Point-per-instance localization data
*** Block opens ***

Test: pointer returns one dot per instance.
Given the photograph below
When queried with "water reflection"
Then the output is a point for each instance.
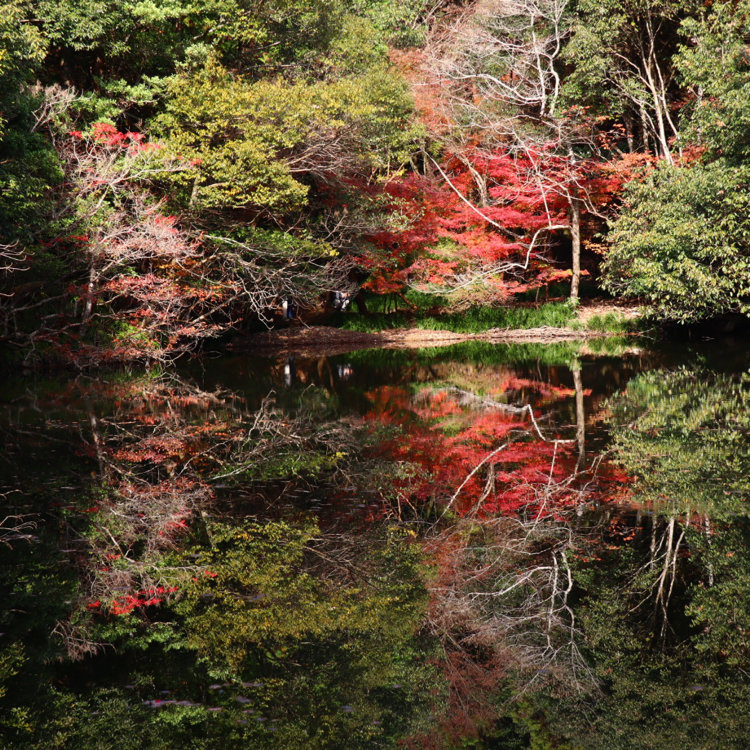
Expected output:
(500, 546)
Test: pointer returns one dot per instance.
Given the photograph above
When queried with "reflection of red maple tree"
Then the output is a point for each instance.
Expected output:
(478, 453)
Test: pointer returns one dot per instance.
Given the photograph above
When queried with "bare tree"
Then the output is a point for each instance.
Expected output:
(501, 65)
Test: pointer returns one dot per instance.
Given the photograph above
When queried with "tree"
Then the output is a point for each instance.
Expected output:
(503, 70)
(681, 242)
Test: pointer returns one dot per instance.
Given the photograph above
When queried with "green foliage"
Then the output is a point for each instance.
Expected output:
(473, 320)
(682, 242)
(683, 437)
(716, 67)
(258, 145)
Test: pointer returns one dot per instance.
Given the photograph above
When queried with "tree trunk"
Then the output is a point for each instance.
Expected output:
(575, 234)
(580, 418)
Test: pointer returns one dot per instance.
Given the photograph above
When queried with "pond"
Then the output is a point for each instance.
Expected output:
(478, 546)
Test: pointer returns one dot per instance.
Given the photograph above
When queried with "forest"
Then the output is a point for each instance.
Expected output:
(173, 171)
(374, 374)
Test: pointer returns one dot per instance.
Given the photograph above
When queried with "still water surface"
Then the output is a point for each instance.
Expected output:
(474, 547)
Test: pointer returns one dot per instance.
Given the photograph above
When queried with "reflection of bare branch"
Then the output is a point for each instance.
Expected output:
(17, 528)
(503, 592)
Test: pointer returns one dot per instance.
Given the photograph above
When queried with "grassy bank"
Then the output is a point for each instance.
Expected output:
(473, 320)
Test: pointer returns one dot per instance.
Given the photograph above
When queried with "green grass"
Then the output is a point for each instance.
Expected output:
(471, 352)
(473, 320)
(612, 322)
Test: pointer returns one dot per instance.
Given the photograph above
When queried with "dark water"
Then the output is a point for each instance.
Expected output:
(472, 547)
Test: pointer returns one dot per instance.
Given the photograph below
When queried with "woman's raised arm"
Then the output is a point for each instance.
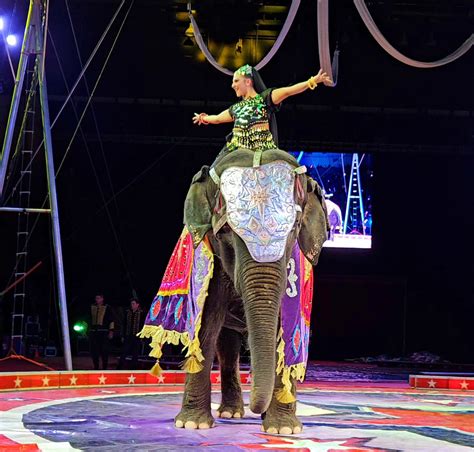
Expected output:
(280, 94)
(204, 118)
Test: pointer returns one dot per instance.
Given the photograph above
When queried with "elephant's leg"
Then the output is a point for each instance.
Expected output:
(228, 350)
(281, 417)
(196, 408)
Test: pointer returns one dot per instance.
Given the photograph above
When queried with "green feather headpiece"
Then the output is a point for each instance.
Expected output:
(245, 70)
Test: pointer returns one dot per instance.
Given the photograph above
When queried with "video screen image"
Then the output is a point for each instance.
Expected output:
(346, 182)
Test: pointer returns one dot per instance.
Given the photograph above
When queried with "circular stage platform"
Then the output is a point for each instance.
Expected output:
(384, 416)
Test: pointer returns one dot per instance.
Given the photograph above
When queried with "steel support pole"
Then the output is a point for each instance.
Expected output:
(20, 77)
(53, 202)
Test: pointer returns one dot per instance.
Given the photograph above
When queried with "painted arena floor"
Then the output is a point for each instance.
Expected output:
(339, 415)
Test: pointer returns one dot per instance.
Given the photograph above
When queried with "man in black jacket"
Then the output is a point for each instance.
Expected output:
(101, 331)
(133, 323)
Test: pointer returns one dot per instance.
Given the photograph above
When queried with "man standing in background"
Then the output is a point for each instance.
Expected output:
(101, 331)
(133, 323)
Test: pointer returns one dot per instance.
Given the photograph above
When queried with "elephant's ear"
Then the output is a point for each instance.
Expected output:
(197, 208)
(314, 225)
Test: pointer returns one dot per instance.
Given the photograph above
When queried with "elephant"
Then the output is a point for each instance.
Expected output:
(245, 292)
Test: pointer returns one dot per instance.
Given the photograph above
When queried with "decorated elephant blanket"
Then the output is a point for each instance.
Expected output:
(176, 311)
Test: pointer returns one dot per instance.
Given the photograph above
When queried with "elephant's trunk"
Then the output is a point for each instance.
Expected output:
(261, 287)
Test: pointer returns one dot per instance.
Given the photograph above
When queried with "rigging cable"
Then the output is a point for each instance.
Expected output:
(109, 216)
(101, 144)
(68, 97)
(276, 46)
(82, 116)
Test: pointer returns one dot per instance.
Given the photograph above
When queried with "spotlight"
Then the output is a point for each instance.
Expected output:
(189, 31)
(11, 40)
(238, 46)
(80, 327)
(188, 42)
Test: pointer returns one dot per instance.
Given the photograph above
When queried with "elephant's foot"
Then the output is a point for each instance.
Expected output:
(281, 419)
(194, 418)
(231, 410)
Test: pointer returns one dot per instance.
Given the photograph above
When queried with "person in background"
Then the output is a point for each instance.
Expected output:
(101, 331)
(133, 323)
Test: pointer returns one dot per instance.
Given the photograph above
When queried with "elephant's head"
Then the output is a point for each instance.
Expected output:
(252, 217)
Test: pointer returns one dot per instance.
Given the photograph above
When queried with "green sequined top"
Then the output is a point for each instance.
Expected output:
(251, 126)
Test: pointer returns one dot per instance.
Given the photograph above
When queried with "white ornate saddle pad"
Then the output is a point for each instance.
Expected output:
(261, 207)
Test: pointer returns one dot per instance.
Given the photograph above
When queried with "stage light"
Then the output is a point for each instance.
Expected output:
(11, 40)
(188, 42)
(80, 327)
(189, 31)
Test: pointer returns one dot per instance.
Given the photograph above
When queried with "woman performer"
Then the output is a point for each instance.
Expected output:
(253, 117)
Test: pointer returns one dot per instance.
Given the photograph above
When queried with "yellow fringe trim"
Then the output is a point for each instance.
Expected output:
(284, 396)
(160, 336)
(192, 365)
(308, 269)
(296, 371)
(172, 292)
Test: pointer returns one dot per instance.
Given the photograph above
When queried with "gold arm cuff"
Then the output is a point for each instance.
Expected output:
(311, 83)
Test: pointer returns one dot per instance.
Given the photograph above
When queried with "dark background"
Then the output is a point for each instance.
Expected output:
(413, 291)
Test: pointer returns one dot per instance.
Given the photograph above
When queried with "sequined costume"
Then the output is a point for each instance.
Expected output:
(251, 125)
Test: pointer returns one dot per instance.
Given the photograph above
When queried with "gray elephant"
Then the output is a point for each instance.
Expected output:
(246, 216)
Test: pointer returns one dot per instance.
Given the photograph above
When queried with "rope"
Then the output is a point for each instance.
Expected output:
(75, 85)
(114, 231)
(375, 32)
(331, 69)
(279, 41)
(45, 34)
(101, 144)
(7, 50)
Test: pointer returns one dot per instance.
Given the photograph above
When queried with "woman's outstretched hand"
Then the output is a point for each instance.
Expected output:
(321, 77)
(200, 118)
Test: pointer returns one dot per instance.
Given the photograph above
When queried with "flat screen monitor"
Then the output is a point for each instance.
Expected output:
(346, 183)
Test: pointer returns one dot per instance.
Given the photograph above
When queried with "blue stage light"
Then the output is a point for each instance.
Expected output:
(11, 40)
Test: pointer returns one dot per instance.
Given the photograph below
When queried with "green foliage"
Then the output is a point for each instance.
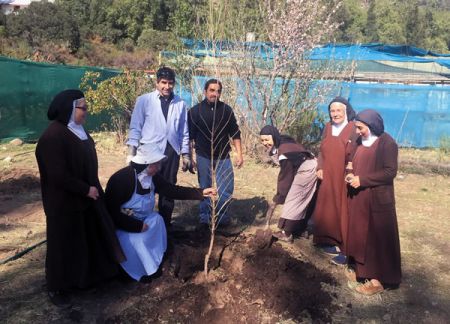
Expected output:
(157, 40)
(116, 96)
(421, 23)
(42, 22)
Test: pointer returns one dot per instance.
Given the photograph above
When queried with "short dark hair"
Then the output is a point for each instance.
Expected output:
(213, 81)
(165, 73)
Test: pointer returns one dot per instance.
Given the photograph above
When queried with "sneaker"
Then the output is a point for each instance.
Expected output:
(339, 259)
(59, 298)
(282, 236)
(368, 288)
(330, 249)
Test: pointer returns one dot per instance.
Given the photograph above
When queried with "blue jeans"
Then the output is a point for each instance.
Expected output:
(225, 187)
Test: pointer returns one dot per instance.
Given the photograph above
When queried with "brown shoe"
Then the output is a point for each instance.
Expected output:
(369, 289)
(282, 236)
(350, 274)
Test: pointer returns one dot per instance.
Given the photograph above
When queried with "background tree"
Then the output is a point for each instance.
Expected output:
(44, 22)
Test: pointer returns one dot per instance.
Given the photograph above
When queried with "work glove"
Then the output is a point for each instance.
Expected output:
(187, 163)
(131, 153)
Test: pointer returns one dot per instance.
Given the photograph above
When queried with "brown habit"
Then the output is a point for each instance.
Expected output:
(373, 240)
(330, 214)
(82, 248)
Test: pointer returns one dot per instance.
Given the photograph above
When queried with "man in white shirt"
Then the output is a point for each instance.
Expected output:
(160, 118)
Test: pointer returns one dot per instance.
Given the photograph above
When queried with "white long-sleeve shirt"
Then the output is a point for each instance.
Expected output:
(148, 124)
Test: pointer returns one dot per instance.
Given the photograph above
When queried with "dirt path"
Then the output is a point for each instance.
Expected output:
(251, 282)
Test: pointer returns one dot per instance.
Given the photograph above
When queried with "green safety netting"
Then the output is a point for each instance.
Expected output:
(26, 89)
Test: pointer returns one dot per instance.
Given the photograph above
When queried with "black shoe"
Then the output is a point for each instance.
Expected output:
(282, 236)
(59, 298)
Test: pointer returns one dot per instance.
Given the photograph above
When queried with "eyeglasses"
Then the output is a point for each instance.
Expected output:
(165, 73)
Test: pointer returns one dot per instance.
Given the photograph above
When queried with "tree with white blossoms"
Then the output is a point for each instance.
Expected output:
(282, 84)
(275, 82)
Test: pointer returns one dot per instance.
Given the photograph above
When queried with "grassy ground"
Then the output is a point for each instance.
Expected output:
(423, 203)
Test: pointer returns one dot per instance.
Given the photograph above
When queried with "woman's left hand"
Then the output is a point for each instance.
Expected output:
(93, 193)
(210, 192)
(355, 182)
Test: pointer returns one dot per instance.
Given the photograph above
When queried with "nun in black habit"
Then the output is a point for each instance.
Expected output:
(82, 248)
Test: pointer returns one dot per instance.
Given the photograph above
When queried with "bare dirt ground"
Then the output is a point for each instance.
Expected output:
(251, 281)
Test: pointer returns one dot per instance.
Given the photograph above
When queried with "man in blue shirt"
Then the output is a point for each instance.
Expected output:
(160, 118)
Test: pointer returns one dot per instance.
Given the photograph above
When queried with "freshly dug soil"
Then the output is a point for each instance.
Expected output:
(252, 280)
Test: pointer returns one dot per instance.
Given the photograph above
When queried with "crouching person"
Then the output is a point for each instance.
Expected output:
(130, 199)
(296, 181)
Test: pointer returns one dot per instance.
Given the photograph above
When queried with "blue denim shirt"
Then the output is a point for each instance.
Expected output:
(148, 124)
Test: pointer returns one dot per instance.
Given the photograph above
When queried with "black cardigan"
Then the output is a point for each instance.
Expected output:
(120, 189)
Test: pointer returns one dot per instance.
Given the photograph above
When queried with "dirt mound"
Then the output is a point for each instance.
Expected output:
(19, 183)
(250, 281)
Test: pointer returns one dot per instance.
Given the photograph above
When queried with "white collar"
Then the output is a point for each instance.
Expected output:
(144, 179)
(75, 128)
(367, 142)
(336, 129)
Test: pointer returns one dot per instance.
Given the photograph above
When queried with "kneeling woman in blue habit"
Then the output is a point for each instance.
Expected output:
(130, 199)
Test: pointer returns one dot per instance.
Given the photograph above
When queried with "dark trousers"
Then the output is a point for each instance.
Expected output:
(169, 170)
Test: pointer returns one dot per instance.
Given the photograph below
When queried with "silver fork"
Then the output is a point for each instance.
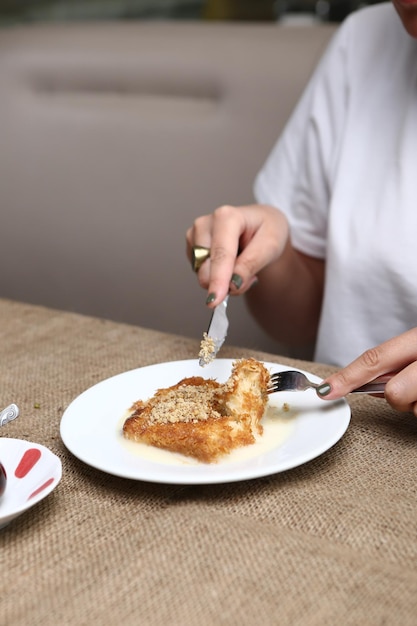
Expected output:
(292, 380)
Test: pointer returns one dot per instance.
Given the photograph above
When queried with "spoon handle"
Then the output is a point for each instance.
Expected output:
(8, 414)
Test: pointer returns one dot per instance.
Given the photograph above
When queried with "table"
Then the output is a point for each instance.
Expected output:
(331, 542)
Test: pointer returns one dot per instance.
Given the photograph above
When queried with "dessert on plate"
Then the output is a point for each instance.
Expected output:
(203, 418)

*** Block closes ***

AIM OF THE TASK:
Each line above with the string "water" should be reported in full.

RESULT OF THE TASK:
When queried with "water reflection"
When queried with "still water surface"
When queried with "dark water"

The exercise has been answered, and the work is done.